Inside the Commission
Archivist of the United States David S. Ferriero has awarded 33 proposals totaling $2,812,416 for projects in 18 states. The National Archives grants program is carried out through the National Historical Publications and Records Commission (NHPRC). A complete list of new grants is available online.
Grants went to 17 documentary editing projects to publish the papers of key American figures, including two new projects—the Papers of Martin Van Buren, eighth president of the United States, and the Complete Writings and Selected Correspondence of John Dickinson, the author of many of the nation’s founding documents.
Three grants went to projects to increase public engagement with historical records. Dickinson College in Carlisle, Pennsylvania will develop new educational and community programs on records from the Carlisle Indian School (1879-1918). The University of North Carolina will create the Digital Rocky Mount Mills website with records documenting the history of the cotton mills and their place in the region in collaboration with community partners, teacher workshops, and genealogists of African American descent. The Alabama Bicentennial Commission Foundation will use historical records as part of the three-year commemoration of the bicentennial of the state in collaboration with the Alabama Department of Archives & History, the Alabama Department of Education, and the Alabama Learning Exchange.

• [Excerpted records]:
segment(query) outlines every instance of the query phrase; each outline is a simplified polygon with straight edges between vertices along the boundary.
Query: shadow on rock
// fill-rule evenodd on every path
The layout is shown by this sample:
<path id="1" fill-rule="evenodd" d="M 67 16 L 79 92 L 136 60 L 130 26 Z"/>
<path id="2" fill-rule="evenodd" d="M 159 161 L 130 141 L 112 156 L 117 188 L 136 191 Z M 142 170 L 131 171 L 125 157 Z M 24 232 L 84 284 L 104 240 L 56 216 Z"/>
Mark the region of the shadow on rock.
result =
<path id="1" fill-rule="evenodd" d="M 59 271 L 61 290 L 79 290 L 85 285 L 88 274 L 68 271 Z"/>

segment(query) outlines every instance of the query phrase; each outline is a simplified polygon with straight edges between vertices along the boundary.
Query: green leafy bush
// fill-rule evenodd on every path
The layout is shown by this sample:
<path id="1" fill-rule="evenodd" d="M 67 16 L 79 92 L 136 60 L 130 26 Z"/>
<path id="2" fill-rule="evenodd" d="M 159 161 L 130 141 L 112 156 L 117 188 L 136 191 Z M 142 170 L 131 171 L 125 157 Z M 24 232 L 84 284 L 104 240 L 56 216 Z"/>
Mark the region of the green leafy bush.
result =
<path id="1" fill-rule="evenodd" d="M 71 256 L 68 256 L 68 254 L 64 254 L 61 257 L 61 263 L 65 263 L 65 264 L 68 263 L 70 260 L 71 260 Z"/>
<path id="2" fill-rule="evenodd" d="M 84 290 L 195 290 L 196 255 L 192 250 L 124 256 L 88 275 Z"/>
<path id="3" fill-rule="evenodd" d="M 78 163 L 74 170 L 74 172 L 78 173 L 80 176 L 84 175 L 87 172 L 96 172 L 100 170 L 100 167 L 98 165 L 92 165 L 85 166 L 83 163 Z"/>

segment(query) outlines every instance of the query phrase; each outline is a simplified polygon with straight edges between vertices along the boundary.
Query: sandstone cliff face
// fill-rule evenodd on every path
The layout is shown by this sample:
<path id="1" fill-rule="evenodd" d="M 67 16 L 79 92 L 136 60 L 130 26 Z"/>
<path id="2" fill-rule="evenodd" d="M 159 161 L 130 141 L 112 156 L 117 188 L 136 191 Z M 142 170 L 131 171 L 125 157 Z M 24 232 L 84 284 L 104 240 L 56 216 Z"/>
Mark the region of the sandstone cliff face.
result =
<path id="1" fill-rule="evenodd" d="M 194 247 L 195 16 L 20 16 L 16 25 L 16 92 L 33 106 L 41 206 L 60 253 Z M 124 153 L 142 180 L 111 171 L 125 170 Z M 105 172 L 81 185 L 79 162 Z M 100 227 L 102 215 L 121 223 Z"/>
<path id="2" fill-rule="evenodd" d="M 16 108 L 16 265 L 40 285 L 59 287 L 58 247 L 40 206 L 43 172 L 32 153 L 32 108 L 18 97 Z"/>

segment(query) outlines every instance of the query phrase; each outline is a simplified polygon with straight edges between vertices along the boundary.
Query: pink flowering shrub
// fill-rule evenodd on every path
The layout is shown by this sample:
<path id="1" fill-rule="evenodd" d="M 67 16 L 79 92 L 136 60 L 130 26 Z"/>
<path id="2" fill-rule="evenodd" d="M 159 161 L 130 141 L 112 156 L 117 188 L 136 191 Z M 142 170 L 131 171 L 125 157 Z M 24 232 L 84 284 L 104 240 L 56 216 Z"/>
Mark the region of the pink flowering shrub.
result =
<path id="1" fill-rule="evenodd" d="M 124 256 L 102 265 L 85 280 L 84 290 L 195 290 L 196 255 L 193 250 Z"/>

• [Problem details]: Write out the part of the text on the new grants that opens with the words containing "Grants went to 17" and closes with "nation’s founding documents.", word for word.

• [Reply]:
Grants went to 17 documentary editing projects to publish the papers of key American figures, including two new projects—the Papers of Martin Van Buren, eighth president of the United States, and the Complete Writings and Selected Correspondence of John Dickinson, the author of many of the nation’s founding documents.